** begin PASSAGE SHOWN **

Protection from gender-based discrimination and harassment. The Equal Treatment Directive guarantees equal treatment of women and men in the labour market (including selection criteria). It requires member states to prohibit any discrimination -direct or indirect - on grounds of gender. This includes reference to family or marital status, pregnancy and maternity, harassment, and instructions to discriminate. It also protects workers who make a complaint relating to equal treatment from victimisation.
Labour IN for Women National Campaign Day – Saturday 28 May 2016
This Saturday (28th May), Labour IN for Women will be taking over the battle bus. We will be joined by Kate Green MP, Caroline Flint MP and a host of women from across the Party.
The bus will be in Central Cambridge at 10.00am. If you are able to join the battle bus then please inform Sofia Patel (email@example.com).
We are encouraging all women to hold local events to mark the national campaign day for women. You can now purchase Labour IN for Women A5 campaign leaflet which can be used for the national campaign day and beyond.
MODEL PRESS RELEASE
Local MP argues that ‘Vote Leave’ jeopardises women’s rights
Local MP [INSERT NAME HERE] highlights new research by the TUC and Labour IN which argues that we risk jeopardising women’s rights if we vote to leave on 23 June 2016.
The TUC report concluded that British membership of the European Union has been instrumental in empowering working women and enabling them to challenge unequal pay and inequality at work.
EU law means British women now have a legal right to equal pay, guaranteed rights for part time and flexible workers (there are 6.2 million women working part-time in the UK), paid maternity leave and the right to return to work without loss of position or pay. It also provides for a minimum maternity leave period for employees and protection from gender-based discrimination and harassment.
New analysis by Labour IN shows that the gender pay gap for women in EU-OECD countries is more than four percentage points lower than for women living in non-EU countries within the OECD. That means that in the course of working week a woman in an EU-OECD country earns, on average, almost £170 closer to her male counterpart than a woman living in a wealthy country outside the EU.

** end PASSAGE SHOWN **

# WORK TO DO:
a) Rewrite the Labour IN for Women text from "The bus will" up to and including "23 June 2016.", putting "campaign bus" in place of "battle bus".
b) Summarize the Labour IN for Women text in two sentences.
The data that come after this text are not required.

** begin RAW DATA **

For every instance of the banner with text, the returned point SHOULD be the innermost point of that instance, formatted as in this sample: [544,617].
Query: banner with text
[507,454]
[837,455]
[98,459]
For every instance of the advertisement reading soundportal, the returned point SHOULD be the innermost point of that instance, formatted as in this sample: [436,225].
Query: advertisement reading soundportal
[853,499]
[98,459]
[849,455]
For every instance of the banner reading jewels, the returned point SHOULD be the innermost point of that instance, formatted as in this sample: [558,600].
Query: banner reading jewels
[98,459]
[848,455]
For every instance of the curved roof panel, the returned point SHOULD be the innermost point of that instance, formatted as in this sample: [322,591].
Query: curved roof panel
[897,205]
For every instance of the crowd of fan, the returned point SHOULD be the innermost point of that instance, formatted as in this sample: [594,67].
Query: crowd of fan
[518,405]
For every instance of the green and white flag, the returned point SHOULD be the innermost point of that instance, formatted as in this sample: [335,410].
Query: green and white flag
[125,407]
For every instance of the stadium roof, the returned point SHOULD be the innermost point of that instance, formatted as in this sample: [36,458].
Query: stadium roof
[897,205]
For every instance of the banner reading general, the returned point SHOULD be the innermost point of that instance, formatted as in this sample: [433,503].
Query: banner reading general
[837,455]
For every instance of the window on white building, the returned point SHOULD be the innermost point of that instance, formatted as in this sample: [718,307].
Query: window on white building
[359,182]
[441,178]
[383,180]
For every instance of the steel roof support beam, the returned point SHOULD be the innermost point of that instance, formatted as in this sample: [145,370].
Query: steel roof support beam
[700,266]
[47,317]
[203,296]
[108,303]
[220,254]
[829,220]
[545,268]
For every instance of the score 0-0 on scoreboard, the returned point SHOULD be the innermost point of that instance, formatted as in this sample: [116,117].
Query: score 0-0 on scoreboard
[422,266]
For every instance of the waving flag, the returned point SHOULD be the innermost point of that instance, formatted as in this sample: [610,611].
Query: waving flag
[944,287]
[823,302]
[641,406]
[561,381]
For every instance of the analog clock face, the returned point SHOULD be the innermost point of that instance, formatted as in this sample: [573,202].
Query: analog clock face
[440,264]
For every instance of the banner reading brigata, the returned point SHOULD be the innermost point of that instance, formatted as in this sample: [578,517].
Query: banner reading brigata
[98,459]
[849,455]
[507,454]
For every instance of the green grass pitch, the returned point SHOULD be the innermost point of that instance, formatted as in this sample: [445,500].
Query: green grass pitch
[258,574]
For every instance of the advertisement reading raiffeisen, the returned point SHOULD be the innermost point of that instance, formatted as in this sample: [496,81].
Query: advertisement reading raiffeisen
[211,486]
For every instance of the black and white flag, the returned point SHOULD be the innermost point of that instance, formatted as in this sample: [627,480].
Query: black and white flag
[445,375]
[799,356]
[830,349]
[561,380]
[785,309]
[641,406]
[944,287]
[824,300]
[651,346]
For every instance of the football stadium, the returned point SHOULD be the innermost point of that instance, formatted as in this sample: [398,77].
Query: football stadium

** end RAW DATA **

# ANSWERS:
a)
The bus will be in Central Cambridge at 10.00am. If you are able to join the campaign bus then please inform Sofia Patel (email@example.com).
We are encouraging all women to hold local events to mark the national campaign day for women. You can now purchase Labour IN for Women A5 campaign leaflet which can be used for the national campaign day and beyond.
MODEL PRESS RELEASE
Local MP argues that ‘Vote Leave’ jeopardises women’s rights
Local MP [INSERT NAME HERE] highlights new research by the TUC and Labour IN which argues that we risk jeopardising women’s rights if we vote to leave on 23 June 2016.

b) The Labour IN for Women text announces a national campaign day on Saturday 28 May 2016, when the group will take over the battle bus in Central Cambridge with Kate Green MP, Caroline Flint MP and other women from the Party, and it encourages women to hold local events using an A5 campaign leaflet. Its model press release cites TUC and Labour IN research arguing that voting to leave the EU risks women's rights such as equal pay, rights for part-time workers, paid maternity leave and protection from discrimination, and it reports that the gender pay gap in EU-OECD countries is more than four percentage points lower than in non-EU OECD countries.